_Work item_.
Only the number is wanted: tally the lines below that contain the word "basketball".

□ □ □ □ □ □ □

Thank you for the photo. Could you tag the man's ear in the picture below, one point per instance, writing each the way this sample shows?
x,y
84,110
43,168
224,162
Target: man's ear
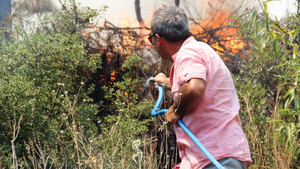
x,y
159,40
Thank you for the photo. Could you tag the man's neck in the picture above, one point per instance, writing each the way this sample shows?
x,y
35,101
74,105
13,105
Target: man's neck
x,y
173,48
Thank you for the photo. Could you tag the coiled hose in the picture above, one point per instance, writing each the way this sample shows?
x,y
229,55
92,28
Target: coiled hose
x,y
155,112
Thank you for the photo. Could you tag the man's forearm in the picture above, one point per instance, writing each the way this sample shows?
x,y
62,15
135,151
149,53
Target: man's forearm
x,y
189,95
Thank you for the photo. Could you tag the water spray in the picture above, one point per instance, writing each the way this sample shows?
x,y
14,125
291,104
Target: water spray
x,y
156,111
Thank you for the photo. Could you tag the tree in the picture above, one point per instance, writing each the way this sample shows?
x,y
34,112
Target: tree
x,y
5,13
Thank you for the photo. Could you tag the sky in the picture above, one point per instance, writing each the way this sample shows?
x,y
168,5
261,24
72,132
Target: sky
x,y
122,12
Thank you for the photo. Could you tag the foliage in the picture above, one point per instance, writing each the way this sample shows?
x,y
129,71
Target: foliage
x,y
268,86
43,89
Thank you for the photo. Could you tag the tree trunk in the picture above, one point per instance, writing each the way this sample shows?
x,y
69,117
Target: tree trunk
x,y
5,12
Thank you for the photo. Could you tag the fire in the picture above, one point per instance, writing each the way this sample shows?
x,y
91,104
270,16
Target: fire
x,y
219,32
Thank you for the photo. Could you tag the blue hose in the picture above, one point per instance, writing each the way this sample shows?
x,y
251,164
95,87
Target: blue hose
x,y
155,112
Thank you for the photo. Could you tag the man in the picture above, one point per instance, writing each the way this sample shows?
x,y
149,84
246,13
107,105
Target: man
x,y
203,92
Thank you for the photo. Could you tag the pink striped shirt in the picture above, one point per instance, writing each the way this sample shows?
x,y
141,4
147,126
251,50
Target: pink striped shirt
x,y
215,121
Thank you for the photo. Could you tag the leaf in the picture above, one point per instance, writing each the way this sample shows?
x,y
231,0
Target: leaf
x,y
275,46
292,31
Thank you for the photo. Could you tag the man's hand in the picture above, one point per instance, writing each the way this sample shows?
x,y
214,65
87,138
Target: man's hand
x,y
171,115
162,79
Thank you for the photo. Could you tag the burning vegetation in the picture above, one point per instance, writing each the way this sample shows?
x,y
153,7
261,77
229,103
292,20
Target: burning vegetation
x,y
115,44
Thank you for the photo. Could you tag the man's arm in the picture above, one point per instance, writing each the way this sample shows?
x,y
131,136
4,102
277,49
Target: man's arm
x,y
189,95
162,79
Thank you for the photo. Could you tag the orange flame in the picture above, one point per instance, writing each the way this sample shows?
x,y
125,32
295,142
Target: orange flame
x,y
219,32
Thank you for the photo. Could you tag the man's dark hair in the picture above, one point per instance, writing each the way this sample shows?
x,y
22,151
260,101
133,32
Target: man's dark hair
x,y
171,23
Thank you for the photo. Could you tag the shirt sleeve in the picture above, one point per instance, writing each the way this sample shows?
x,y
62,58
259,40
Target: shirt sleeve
x,y
192,64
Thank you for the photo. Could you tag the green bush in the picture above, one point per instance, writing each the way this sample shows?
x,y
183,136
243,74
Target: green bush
x,y
268,87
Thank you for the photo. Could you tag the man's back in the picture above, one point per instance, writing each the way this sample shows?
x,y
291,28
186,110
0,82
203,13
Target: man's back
x,y
215,120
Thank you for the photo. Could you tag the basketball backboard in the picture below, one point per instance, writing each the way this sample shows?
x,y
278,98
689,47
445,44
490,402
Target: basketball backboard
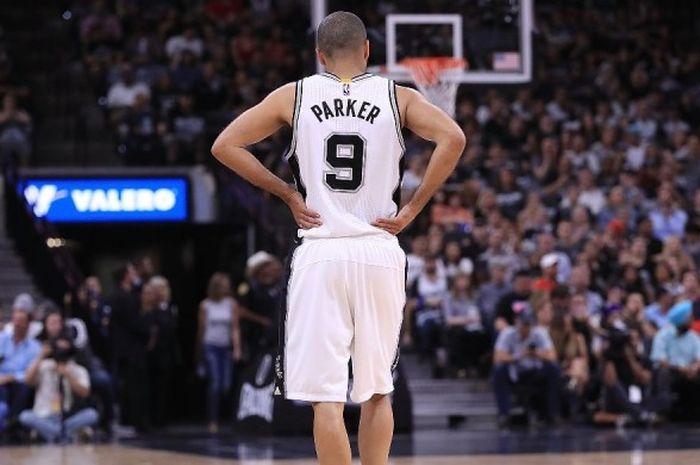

□ □ □ □ □ □ □

_Solution for this exercise_.
2